*Exercise task 1:*
In the schema wording discussion below, which datatype descriptions are said to be prone to the unsatisfactory reading Noah identified?

*Text to read:*

▼

Having reviewing the occurrences of "possibly empty", I believe that it is only those occurring in the descriptions of hexBinary, base64Binary, and anyURI that are prone to the unsatisfactory reading identified by Noah. The others differ in syntax or context enough that I do not believe they need to change. So I propose to amend my proposed amendment to the wording proposal to include analogous changes in hexBinary and base64Binary, from ... the set of possibly empty finite-length sequences of binary octets to ... the set of finite-length sequences of zero or more binary octets The press of time is a good reason for not going out of our way to find minor improvement to the spec and raise new issues about them. But in this case we have an issue and need to change the spec in either case; if we can do so without delaying the WG I don't see that we should not try to make the wording as clear as we can, in the time available.
Michael Sperberg-McQueen writes (after suggesting changes to the binary types as well as to anyURI): > The press of time is a good reason for not going > out of our way to find minor improvement to the > spec and raise new issues about them. But in this > case we have an issue and need to change the spec > in either case; if we can do so without delaying > the WG I don't see that we should not try to make > the wording as clear as we can, in the time > available. As Michael knows but perhaps others do not, I made a point of making my original comment to Michael privately, just to ensure that there is no added burden on the working group of trying to satisfy >me< in particular with respect to this concern. I am grateful that he felt it worth the trouble to carry them forward to the working group. For the record, I am very pleased with Michael's proposal to update that descriptions of the binary types as well as the proposed new description for anyURI, but I have not formally asked for any of these changes. If other commentators and members of the working group are happy with changing or not changing these, then so am I. In short: don't let me slow you down. Thank you. Noah
One comment on the proposal in comment #5. I like the idea of following the value space description for string. I think we should go all the way and copy the entire sentence. "The ·value space· of anyURI is the set of finite-length sequences of zero or more characters (as defined in [XML]) that ·match· the Char production from [XML]." Otherwise anyURI could have values that can't be represented in XML and xs:string. (Unless that was intended by the proposal in comment #5.)

▲

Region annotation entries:
▼

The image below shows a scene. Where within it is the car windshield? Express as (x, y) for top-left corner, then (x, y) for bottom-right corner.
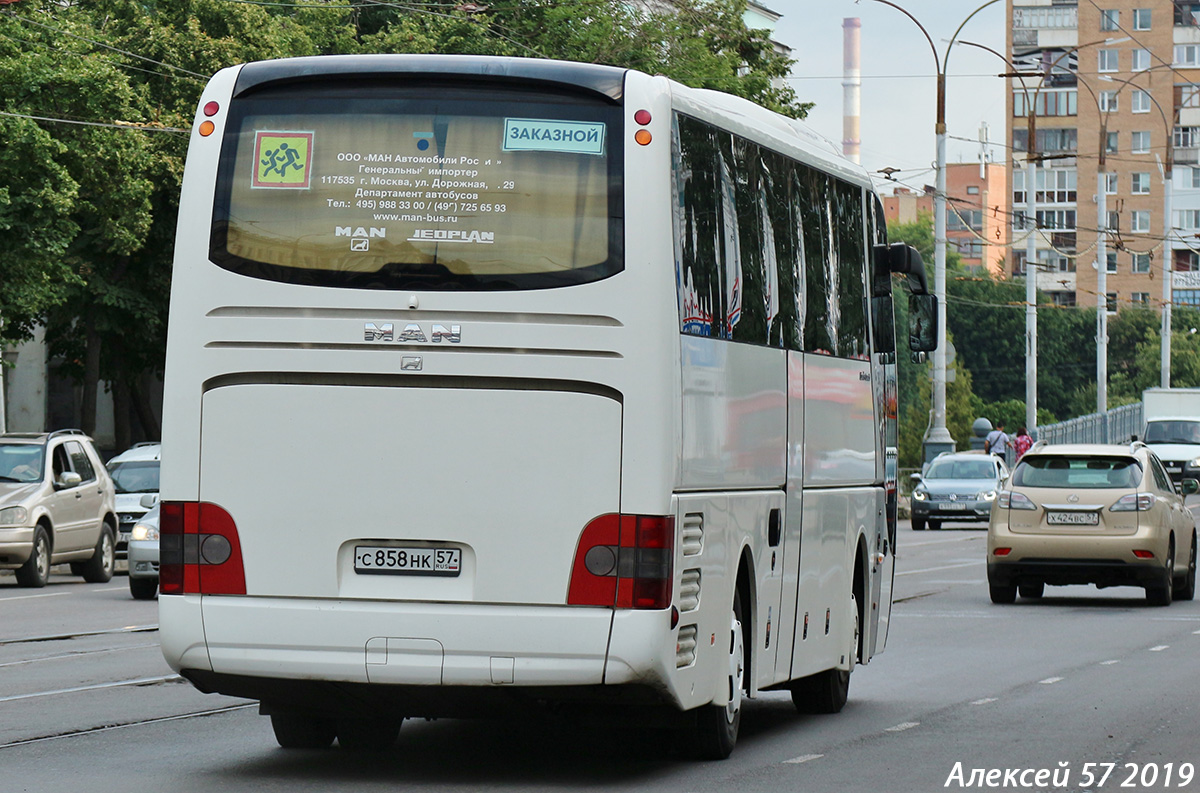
(0, 444), (44, 482)
(1146, 421), (1200, 444)
(1013, 455), (1142, 488)
(108, 459), (158, 493)
(925, 459), (996, 479)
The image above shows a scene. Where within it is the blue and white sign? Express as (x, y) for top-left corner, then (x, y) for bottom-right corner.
(503, 119), (605, 155)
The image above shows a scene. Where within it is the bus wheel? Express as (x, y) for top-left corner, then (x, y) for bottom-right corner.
(271, 713), (337, 749)
(694, 591), (746, 759)
(791, 595), (862, 713)
(337, 719), (401, 752)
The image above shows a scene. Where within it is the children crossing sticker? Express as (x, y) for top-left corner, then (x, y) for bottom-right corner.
(252, 130), (313, 190)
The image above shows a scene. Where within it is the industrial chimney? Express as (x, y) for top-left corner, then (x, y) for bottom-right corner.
(841, 17), (863, 162)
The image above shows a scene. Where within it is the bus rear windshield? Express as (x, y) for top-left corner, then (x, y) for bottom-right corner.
(210, 84), (624, 290)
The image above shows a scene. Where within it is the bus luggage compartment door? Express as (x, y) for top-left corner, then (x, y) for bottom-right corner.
(199, 384), (622, 605)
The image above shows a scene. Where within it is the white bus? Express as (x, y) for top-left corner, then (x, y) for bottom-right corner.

▲

*Exercise task 2:*
Please recast the entries between the lines holding "the bus wheel?" and "(252, 130), (313, 190)", inclusive, as a Markdown table with the columns Number and Entry line, leaving out any blank lines.

*Correct answer 1:*
The descriptions of hexBinary, base64Binary, and anyURI.

*Correct answer 2:*
| Number | Entry line |
|---|---|
| 1 | The image above shows a scene. Where within it is the bus wheel? Express as (x, y) for top-left corner, then (x, y) for bottom-right corner. |
| 2 | (271, 713), (337, 749) |
| 3 | (694, 591), (746, 759) |
| 4 | (791, 595), (862, 713) |
| 5 | (337, 719), (401, 752) |
| 6 | The image above shows a scene. Where within it is the children crossing sticker? Express as (x, y) for top-left corner, then (x, y) for bottom-right corner. |
| 7 | (252, 130), (313, 190) |